>> BEGIN TASK INPUTS

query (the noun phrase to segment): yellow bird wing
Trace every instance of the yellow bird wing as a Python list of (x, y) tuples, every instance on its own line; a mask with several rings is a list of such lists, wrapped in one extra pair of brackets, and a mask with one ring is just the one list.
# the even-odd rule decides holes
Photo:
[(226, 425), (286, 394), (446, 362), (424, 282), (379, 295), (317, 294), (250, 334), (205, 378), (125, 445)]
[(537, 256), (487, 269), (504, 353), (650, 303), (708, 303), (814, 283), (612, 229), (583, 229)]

>> END TASK INPUTS

REQUIREMENT
Please reproduce the entries above with "yellow bird wing" renamed to "yellow bird feather" everywhere it appears, leaving everything else as it is.

RESPONSE FOR THIS EXERCISE
query (the noun phrase to segment): yellow bird feather
Trace every instance of the yellow bird feather as a Python list of (x, y) tuples, every instance on its own line; a mask with several rings is a list of such lists, wrapped in one extra pair of brackets, and a mask with one ring is just the one list.
# the even-odd rule decides holes
Photo:
[(226, 425), (286, 394), (446, 362), (424, 282), (379, 295), (317, 294), (250, 334), (205, 378), (125, 445)]
[(537, 256), (487, 269), (504, 353), (650, 303), (708, 303), (814, 283), (612, 229), (583, 229)]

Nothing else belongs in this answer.